▸ **Required action**:
A word-for-word transcript of every entry is required.

——

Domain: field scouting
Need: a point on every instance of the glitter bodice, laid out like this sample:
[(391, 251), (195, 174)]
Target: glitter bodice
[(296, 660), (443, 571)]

——

▸ **Problem solution**:
Domain: field scouting
Need: a point on every instance of the glitter bodice, laid out like this sample:
[(391, 251), (195, 174)]
Target: glitter bodice
[(296, 660), (443, 571)]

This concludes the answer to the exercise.